--- START SUPPLIED RECORDS ---

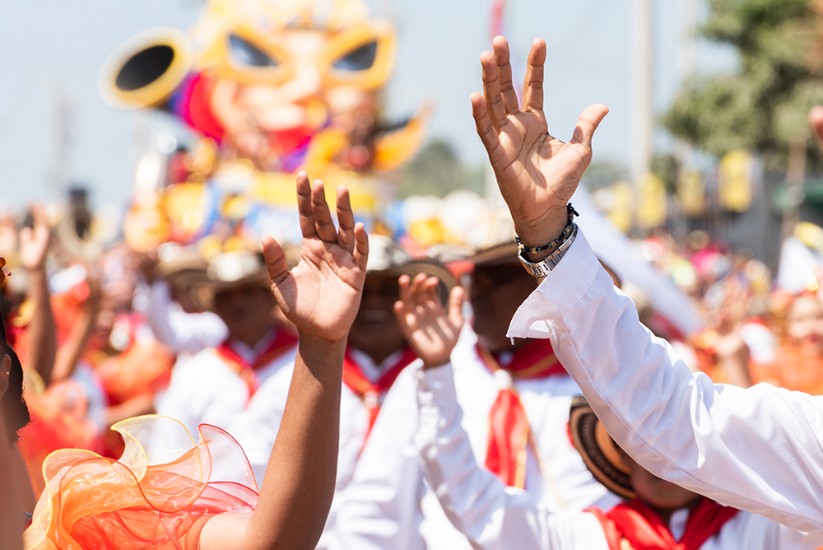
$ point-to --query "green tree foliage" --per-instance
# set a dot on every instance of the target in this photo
(764, 106)
(436, 170)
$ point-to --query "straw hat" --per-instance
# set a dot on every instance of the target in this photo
(600, 453)
(223, 271)
(387, 257)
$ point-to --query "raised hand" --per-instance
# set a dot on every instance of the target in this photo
(321, 295)
(34, 241)
(536, 172)
(429, 330)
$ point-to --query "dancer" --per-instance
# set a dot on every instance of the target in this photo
(320, 297)
(654, 513)
(757, 449)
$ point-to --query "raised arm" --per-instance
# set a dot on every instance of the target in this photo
(320, 296)
(536, 172)
(42, 330)
(757, 449)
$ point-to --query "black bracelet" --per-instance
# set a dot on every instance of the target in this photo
(555, 243)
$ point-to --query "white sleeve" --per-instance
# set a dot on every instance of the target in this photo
(758, 449)
(381, 506)
(181, 332)
(477, 503)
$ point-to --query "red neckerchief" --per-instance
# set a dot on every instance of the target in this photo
(643, 529)
(281, 342)
(370, 393)
(509, 430)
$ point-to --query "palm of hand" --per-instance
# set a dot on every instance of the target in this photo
(428, 329)
(322, 293)
(34, 244)
(430, 335)
(538, 171)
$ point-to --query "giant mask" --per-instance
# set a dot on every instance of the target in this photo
(271, 86)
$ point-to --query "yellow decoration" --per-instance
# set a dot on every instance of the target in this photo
(736, 181)
(652, 211)
(691, 192)
(621, 211)
(809, 234)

--- END SUPPLIED RECORDS ---

__TASK INSTRUCTIONS__
Gather each line of the material that contains the word "hand".

__REPLY__
$ point-to --query "raised hand" --per-instance
$ point-to --query "palm of hand" --per-instance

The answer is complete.